INPUT DATA:
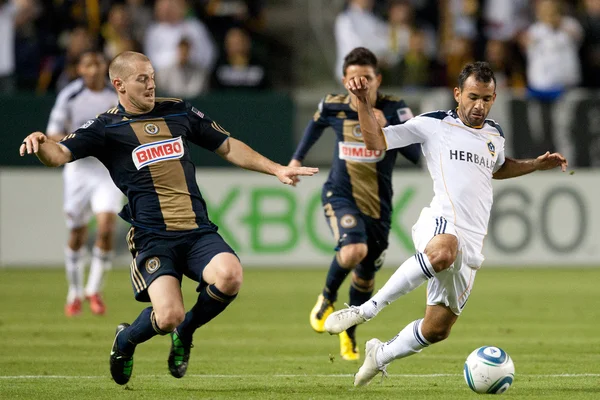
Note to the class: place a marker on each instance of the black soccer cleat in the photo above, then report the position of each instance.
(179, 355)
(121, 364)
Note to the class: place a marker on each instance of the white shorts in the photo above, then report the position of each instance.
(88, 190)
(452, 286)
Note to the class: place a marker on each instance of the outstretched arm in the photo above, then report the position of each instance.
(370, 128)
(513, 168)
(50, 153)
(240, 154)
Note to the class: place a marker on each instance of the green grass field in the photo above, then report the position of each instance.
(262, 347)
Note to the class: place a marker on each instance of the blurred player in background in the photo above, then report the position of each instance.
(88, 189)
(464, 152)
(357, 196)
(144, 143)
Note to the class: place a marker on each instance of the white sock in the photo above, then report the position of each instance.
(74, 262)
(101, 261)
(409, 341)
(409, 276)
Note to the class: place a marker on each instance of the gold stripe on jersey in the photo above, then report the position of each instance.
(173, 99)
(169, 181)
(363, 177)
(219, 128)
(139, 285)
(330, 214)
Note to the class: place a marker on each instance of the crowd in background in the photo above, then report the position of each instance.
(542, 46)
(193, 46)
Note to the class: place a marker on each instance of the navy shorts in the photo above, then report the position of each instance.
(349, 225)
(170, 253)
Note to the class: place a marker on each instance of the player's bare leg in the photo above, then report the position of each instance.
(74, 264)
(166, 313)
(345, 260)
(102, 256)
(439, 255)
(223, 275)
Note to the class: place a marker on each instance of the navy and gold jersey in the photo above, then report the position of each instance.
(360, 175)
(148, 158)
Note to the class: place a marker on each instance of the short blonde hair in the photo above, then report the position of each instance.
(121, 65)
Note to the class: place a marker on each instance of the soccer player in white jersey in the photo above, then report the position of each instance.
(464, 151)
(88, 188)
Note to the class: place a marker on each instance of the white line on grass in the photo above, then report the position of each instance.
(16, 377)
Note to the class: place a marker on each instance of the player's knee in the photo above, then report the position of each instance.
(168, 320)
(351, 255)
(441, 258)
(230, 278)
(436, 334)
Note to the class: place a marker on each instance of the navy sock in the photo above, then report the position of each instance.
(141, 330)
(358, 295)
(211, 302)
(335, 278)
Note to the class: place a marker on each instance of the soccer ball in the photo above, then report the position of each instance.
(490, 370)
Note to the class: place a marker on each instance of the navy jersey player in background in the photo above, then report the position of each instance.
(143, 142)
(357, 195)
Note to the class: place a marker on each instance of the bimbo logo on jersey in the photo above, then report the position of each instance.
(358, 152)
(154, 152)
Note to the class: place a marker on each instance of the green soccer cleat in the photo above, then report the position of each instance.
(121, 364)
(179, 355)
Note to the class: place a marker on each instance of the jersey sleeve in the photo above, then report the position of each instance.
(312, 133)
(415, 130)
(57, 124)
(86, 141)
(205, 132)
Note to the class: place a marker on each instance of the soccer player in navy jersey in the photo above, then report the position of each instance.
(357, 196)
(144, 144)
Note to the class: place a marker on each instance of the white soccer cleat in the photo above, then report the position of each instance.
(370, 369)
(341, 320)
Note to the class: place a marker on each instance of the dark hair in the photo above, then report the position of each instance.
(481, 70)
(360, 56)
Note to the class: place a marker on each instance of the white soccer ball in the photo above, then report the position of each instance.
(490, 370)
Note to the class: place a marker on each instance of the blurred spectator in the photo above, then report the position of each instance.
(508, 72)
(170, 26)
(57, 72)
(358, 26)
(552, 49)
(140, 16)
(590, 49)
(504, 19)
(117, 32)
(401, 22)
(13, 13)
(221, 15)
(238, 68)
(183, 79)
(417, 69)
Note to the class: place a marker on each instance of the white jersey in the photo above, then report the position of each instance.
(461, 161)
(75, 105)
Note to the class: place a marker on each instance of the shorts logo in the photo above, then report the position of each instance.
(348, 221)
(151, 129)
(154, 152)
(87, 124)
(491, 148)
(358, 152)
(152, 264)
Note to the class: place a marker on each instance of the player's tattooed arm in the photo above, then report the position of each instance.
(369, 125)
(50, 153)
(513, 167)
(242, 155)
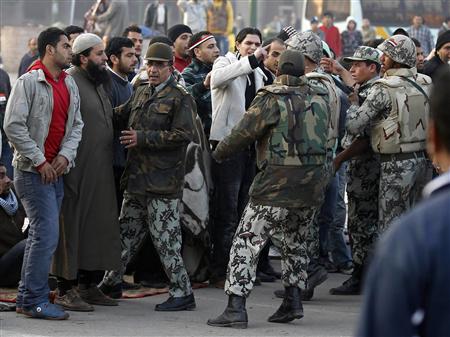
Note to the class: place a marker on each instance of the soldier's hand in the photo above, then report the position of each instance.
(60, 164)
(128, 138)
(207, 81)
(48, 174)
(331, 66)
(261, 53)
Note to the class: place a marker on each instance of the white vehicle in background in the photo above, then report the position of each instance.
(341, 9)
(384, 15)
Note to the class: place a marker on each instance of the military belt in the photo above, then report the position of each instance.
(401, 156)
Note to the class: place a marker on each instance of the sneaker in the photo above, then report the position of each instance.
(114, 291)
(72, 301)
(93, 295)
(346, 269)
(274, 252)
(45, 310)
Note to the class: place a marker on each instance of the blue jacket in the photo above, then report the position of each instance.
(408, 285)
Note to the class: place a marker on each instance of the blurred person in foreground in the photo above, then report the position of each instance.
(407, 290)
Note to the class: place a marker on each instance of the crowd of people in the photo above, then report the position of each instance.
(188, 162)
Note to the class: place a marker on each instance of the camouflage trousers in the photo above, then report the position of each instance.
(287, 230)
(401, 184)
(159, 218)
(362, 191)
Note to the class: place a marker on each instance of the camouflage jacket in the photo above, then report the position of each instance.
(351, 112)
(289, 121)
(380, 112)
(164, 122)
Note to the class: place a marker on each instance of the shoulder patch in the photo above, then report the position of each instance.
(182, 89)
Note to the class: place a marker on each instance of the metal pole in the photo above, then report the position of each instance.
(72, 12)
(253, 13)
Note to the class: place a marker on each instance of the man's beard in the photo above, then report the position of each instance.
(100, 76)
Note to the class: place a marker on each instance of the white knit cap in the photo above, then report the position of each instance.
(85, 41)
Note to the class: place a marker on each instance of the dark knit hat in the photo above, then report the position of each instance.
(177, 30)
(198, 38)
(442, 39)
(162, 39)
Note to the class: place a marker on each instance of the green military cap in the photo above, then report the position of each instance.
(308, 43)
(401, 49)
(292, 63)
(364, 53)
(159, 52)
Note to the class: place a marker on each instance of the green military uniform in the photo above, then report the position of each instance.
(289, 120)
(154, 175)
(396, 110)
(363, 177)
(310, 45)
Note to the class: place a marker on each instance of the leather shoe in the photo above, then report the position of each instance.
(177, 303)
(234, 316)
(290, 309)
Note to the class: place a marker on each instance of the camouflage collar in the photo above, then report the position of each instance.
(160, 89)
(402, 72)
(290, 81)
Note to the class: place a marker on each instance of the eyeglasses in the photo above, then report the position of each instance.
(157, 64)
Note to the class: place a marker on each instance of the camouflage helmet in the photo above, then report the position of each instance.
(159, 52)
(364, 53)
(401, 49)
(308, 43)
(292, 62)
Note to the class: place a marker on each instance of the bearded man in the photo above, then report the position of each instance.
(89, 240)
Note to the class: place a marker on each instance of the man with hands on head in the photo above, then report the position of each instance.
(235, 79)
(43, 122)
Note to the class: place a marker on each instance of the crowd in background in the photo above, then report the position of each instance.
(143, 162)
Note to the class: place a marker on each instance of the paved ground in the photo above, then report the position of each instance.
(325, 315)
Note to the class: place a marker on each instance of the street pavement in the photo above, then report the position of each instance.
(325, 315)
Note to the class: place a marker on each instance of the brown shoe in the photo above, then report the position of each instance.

DESCRIPTION OF THE TASK:
Copy the records exactly as they appear, excluding images.

ANSWER TO THE PROBLEM:
Note to the class: place a marker on each instance of the black soccer cleat in the photo above, then report the position of each instance.
(179, 355)
(121, 364)
Note to the class: place a marker on each instance of the white shorts in the photo above, then report the position of each instance.
(88, 190)
(452, 286)
Note to the class: place a marker on each instance of the outstretched arm in the photo above, then report the position of each instance.
(370, 128)
(513, 168)
(50, 153)
(240, 154)
Note to the class: place a marker on each instance of the green grass field in the photo above, then report the position of each instance.
(262, 347)
Note to the class: place a marker on each instance of the blurred player in background in the photo above, then report the position of each instance.
(88, 189)
(464, 152)
(357, 196)
(144, 143)
Note to the class: place a marker on each instance of the white sock in the photo above, then report the position of each instance.
(74, 262)
(101, 261)
(409, 341)
(409, 276)
Note to the class: place a marker on each instance of the gold stripe on jersey in the photo above, then report the position of each instance.
(173, 99)
(169, 181)
(363, 177)
(219, 128)
(139, 285)
(330, 214)
Note to the class: place a marker on each instance of the crowd in background in the photo above, then report the position of each instance.
(542, 46)
(193, 46)
Note to the class: place a marker on each instance of the navy shorts in the photo above, then report the position of each instance.
(349, 225)
(170, 253)
Note to the class: place a marker on each instance of the player's bare leg in the photo above, then report the position of each instance.
(74, 264)
(166, 313)
(345, 260)
(102, 256)
(439, 255)
(223, 275)
Note to the class: place a marker on each instance of the navy and gold jersey in the photo above, then report the position of each instance.
(360, 175)
(148, 158)
Note to the class: place a marker on each instance of the short blonde hair in the photo above, then report the position of each instance.
(121, 65)
Note to the class: place a marker on each instance of the soccer player in white jersey in the photo above, then report the position of each instance.
(464, 151)
(88, 188)
Note to the class: place a marker on each instance of the white line on grass in the photo above, then report the position of each instance.
(16, 377)
Note to the class: place a marker on each instance of the player's knee in the photo above, then report the position of each instance.
(168, 320)
(351, 255)
(441, 258)
(230, 278)
(436, 334)
Note to the class: place a marker on each instance of the navy sock in the photo above, then report the position of each instance.
(141, 330)
(358, 295)
(211, 302)
(335, 278)
Note to the class: place a marker on each instance of the soccer ball in the photo above, then report the position of each instance.
(490, 370)
Note to the class: place a marker on each instance of the navy jersey player in background in the photo above, then report the position of each instance.
(143, 142)
(357, 195)
Note to the class: place a marker on each instance of the bimbo logo on jersey in the photo above, then report the position of each instance.
(358, 152)
(154, 152)
Note to the class: place a marker on each instance of the green soccer cleat in the photo above, then report the position of each instance.
(121, 364)
(179, 355)
Note to the class: place a marker on each instance of the jersey sleeve in the photo above, then report the position of each instance.
(312, 133)
(415, 130)
(57, 124)
(86, 141)
(205, 132)
Note to the class: place a marker on each instance of the soccer player in navy jersey in the photo above, then report the position of each instance.
(357, 196)
(144, 144)
Note to the class: place a marker on each instance of the white soccer cleat in the photo above, then report the position of each instance.
(370, 369)
(341, 320)
Note to the class: place a marker on each instance of the dark hair in the photo above, then report the position of each instance.
(481, 70)
(360, 56)
Note to the class: place a marker on each instance of the white soccer ball in the photo above, then report the position of each instance.
(490, 370)
Note to the class: place a marker on each instance of the blurred spectator in the photo above, then report the position of each instance.
(508, 72)
(170, 26)
(57, 72)
(358, 26)
(552, 49)
(140, 16)
(590, 49)
(504, 19)
(117, 32)
(401, 22)
(13, 13)
(221, 15)
(238, 68)
(183, 79)
(417, 69)
Note to the class: place a marker on each instance of the white jersey in the photo above, then report the position of each instance.
(461, 161)
(75, 105)
Note to the class: place a marker on each instance of the shorts logo in the photo above, then report the position of each instance.
(348, 221)
(151, 129)
(154, 152)
(87, 124)
(491, 148)
(358, 152)
(152, 264)
Note to the class: place a marker on each instance of the player's tattooed arm in the photo above, then report the position of each instance.
(369, 125)
(50, 153)
(513, 167)
(242, 155)
Note to the class: place a marker on each instance of the soldier's hand in the photo above, then report the position of each instance.
(60, 164)
(128, 138)
(207, 81)
(48, 174)
(331, 66)
(261, 53)
Note to the class: place a marker on each instance of the white vehicle in background in the photo above, then report the position of each instance.
(341, 9)
(384, 15)
Note to the class: place a marker on each instance of the military belt in the photo above, then report the position of each instance.
(401, 156)
Note to the class: place a marker on each instance of the sneaker in the photo above, then report the position of each instance.
(114, 291)
(72, 301)
(93, 295)
(346, 269)
(274, 252)
(45, 310)
Note to the class: place a marker on each instance of the blue jacket in the photo above, then report the position of each instance.
(408, 285)
Note to the class: place a marker on each instance of the blurred person in foreground in the photo above, then report the position of each instance.
(407, 290)
Note to the class: place a marker on each instance of the crowd of people in the photo above, then report the position of each instance.
(188, 162)
Note to the class: place a marker on each instance of the camouflage trousers in the photo above, then report the position of each instance.
(287, 230)
(401, 184)
(159, 218)
(362, 191)
Note to the class: place a marker on each instance of the camouflage jacket in the photo above, then report the position of each instance.
(351, 112)
(289, 121)
(380, 112)
(164, 122)
Note to the class: place a marker on each instance of the shoulder patch in the photo above, then report the position of each instance.
(182, 89)
Note to the class: place a marker on each instance of the metal pole in the photo above, then report the position of each instance.
(72, 12)
(253, 13)
Note to the class: place a marker on each instance of the man's beard in the photo above, then report the position of each instance.
(100, 76)
Note to the class: place a marker on each instance of the white knit cap in the photo above, then report the position of each instance.
(85, 41)
Note to the class: place a marker on each instance of the dark knit hat in the photo above, then report the position of each instance.
(177, 30)
(198, 38)
(442, 39)
(162, 39)
Note to the class: place a marker on each instance of the green military cap in the photo above, then report the position of each instance.
(308, 43)
(401, 49)
(292, 63)
(364, 53)
(159, 52)
Note to the class: place a marker on each instance of the green military uniform in the photo above, then report the position of each instance.
(289, 120)
(154, 175)
(396, 110)
(363, 177)
(310, 45)
Note to the class: place a marker on each instance of the leather shoe in the photo above, then report the position of each instance.
(177, 303)
(234, 316)
(290, 309)
Note to the class: place a marker on each instance of the camouflage collar in the photo above, then report the position of each instance.
(160, 89)
(402, 72)
(290, 81)
Note to the class: place a marker on each instance of the eyeglasses in the photo above, then report the position of each instance.
(157, 64)
Note to the class: place a marker on each instance of the camouflage helmet in the photo above, then report the position of each instance.
(159, 52)
(364, 53)
(401, 49)
(308, 43)
(292, 62)
Note to the class: place a marker on each instance of the bearded man in the photo above, then report the position of each instance.
(89, 240)
Note to the class: place a marker on each instance of the man with hands on head in the photo above, then report the position of each instance.
(235, 79)
(43, 122)
Note to the class: place a marker on each instance of the crowd in background in the photo above, then report the position of each instance.
(143, 162)
Note to the class: place a marker on each instance of the paved ground in the photo above, then report the position of each instance.
(325, 315)
Note to the class: place a marker on each instance of the street pavement in the photo above, then report the position of each instance.
(325, 315)
Note to the class: place a marker on each instance of the brown shoe in the photo above, then report the position of each instance.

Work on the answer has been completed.